◆ **Selected extract**
╭──
While India ostensibly boasts of a middle class last approximated at about 350 million, majority of our citizens still hover in low-income brackets or plainly live below the poverty line. As many have commented, it is also this group that is most likely to show up and vote in an election, clearly seeing the act of voting as perhaps the only right or claim they are allowed to make on the state. The challenge before our political parties is therefore clear. While ostensibly articulating middle-class anxieties about security, infrastructural development and good old fashioned rising GDP, our parties have also introduced populist policies to carry in their chariots or palms those for whom cheaper rice and repayment of agricultural loans are more important than a safe, non-proliferating nuclear program.
Currently in India the two national parties, Congress (I) and the BJP have adopted populist manifestos in a bid to outdo each other. Often the lack of a clear ideology, or an ideology in crisis (like the BJP’s) prompts adoption of populist measures to lend some measure of coherence to an otherwise crumbling political ideal. Such policies are clear, leave no room for negotiation or doubt and have much resonance with an electorate that is exhausted with political rhetoric and intangible results. These policies offer the electorate individual gains – be it cheaper prices of essential commodities. tax breaks or loan waivers. Populist policies have often worked alongside market-reform strategies also because they help dissipate widespread resentment against uncomfortable liberalization measures.
╰──
◆ **Information shown**
╭──
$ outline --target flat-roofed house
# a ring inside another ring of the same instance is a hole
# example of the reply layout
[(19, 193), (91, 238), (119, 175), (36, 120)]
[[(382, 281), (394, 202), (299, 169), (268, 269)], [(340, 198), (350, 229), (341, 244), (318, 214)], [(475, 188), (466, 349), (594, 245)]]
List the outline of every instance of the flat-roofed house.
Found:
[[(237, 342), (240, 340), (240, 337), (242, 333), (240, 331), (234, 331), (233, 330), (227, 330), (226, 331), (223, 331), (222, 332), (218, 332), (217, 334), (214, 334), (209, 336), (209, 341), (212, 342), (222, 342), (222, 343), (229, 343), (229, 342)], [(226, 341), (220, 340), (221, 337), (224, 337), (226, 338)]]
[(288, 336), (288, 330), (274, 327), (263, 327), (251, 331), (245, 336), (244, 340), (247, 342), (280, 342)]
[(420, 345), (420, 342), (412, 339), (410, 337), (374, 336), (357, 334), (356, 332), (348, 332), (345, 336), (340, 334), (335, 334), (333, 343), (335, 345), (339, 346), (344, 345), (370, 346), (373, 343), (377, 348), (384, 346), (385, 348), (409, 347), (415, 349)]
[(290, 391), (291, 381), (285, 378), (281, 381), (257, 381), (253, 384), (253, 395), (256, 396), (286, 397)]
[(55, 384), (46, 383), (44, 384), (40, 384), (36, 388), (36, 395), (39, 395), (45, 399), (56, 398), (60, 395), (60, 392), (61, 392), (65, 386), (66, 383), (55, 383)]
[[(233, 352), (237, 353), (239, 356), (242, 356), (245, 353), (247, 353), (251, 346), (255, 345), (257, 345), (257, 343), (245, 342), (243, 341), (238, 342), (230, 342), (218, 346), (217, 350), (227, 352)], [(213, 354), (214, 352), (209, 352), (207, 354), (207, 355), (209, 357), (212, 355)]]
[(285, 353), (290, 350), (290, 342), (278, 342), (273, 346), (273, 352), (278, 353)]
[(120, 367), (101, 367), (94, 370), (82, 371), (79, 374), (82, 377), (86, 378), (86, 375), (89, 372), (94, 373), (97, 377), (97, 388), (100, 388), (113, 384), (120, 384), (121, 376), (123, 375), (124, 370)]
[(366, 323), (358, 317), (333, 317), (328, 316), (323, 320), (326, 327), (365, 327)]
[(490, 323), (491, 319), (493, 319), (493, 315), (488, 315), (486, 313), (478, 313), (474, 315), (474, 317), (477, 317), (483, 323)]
╰──
◆ **Work required**
Duplicate the passage on populist politics in India word for word, from "Currently in India" up to and including "uncomfortable liberalization measures.".

◆ **Answer section**
Currently in India the two national parties, Congress (I) and the BJP have adopted populist manifestos in a bid to outdo each other. Often the lack of a clear ideology, or an ideology in crisis (like the BJP’s) prompts adoption of populist measures to lend some measure of coherence to an otherwise crumbling political ideal. Such policies are clear, leave no room for negotiation or doubt and have much resonance with an electorate that is exhausted with political rhetoric and intangible results. These policies offer the electorate individual gains – be it cheaper prices of essential commodities. tax breaks or loan waivers. Populist policies have often worked alongside market-reform strategies also because they help dissipate widespread resentment against uncomfortable liberalization measures.